[BEGIN Data records]

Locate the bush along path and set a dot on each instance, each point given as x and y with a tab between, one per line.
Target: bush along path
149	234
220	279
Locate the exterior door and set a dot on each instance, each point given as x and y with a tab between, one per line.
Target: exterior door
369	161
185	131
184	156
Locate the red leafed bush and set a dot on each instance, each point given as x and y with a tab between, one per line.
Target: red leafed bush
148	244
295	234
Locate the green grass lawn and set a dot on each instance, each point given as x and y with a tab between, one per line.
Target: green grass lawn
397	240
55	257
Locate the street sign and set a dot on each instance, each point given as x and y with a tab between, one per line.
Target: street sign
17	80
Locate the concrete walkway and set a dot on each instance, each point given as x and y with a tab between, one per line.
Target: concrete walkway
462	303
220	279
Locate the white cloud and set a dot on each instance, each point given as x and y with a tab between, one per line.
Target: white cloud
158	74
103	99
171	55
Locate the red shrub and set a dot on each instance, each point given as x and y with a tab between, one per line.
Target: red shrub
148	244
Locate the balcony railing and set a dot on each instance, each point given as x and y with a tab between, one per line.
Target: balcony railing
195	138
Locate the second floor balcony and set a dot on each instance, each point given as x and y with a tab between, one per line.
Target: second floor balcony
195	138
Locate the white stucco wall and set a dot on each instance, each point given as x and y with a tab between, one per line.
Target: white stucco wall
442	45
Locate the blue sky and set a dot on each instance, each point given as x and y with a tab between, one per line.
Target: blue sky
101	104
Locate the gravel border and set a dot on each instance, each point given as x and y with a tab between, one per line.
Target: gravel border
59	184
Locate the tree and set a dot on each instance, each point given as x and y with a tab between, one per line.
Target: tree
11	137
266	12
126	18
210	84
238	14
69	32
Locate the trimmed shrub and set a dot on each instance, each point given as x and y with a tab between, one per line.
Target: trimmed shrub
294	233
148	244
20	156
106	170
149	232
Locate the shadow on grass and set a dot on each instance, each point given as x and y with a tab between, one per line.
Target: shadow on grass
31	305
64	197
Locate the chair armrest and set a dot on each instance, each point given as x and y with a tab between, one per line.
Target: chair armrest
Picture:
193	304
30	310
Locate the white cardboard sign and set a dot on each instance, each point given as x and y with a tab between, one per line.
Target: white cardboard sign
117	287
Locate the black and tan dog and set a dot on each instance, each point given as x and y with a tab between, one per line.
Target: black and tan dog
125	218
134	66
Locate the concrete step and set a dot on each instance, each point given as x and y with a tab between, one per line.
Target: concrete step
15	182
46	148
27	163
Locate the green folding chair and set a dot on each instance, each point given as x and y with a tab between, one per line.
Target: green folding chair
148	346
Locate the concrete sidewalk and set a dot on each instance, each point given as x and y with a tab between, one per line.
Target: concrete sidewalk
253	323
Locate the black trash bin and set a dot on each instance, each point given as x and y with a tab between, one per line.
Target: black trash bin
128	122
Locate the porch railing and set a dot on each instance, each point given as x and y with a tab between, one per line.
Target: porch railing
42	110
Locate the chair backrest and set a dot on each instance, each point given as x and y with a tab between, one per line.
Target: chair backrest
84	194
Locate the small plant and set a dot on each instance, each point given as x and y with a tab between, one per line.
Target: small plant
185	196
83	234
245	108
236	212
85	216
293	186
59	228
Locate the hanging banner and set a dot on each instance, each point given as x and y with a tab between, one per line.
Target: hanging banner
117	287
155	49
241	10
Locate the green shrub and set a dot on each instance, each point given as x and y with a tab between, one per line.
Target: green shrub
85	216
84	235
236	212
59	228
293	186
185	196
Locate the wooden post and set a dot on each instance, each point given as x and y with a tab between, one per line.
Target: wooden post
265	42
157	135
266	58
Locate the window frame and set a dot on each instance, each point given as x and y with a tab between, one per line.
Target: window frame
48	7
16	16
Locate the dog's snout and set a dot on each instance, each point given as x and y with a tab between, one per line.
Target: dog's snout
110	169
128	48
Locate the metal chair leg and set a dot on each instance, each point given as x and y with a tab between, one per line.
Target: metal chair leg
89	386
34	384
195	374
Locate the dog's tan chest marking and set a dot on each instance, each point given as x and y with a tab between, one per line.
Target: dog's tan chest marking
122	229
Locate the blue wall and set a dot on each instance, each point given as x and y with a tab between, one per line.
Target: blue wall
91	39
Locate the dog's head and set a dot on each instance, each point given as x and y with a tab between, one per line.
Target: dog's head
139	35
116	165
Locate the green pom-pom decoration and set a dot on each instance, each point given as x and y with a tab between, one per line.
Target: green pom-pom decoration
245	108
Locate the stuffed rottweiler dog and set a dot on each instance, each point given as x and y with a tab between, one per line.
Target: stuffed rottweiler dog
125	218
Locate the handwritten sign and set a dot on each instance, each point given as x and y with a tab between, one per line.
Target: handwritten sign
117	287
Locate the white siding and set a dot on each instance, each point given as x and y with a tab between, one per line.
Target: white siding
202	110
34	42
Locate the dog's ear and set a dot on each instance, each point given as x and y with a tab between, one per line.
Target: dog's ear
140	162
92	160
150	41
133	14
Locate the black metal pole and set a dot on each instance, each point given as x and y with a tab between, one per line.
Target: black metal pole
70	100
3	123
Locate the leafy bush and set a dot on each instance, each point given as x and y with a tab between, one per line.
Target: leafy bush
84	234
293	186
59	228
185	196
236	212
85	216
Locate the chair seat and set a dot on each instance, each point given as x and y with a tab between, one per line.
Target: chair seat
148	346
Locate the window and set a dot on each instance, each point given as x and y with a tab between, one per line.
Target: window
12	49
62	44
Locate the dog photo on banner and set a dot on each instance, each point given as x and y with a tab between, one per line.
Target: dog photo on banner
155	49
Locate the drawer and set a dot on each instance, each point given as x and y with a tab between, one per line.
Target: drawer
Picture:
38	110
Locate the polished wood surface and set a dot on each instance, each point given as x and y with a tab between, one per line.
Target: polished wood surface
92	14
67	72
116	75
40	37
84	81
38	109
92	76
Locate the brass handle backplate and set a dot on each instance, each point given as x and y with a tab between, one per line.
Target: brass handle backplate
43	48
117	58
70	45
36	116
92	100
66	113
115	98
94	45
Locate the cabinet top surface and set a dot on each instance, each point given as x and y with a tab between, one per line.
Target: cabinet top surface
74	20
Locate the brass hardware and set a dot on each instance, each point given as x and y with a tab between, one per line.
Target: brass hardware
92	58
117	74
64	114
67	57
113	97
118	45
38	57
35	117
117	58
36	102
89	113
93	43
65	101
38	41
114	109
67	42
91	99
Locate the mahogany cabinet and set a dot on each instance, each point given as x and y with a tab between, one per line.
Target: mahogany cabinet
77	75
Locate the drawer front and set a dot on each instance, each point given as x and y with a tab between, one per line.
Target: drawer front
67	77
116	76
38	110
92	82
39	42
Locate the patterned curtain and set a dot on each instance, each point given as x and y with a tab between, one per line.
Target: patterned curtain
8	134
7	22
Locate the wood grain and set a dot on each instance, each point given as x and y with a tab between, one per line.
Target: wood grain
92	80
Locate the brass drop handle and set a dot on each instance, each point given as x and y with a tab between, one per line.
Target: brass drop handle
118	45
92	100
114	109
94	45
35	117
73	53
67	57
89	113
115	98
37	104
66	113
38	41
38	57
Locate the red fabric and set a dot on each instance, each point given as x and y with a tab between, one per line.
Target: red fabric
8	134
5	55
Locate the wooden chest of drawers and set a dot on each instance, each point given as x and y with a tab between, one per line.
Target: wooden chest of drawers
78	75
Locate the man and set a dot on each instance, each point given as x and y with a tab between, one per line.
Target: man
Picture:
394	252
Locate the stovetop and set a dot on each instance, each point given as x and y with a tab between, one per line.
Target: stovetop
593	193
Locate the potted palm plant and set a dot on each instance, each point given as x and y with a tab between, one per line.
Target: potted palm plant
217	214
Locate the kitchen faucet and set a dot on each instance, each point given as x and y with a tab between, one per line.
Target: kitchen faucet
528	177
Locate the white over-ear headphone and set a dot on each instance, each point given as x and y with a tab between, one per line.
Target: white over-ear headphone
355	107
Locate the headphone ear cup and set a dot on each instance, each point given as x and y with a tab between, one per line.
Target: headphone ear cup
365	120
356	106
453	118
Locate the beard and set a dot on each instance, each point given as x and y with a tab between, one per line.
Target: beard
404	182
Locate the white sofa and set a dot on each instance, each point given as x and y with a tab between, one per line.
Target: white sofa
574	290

[END Data records]

**Problem to solve:**
Reproduce verbatim every line of the listing from the one containing "Locate the kitchen" through the final line of the listing, inclusive.

**Written answer:**
Locate the kitchen faucet and set a dot on each instance, each point given as x and y with a tab between, one per line.
Target: kitchen faucet
528	177
Locate the white over-ear headphone and set a dot on each instance, each point given as x and y with a tab between, one per line.
Target: white over-ear headphone
355	107
Locate the headphone ear cup and set a dot on each instance, each point given as x and y with a tab between, one per line.
Target: headphone ear cup
365	120
356	106
453	118
Locate the beard and set a dot on each instance, each point given as x and y with a tab between, one per line.
Target: beard
404	182
Locate the white sofa and set a dot on each instance, each point given as x and y with a tab between, one per line.
Target: white sofa
574	290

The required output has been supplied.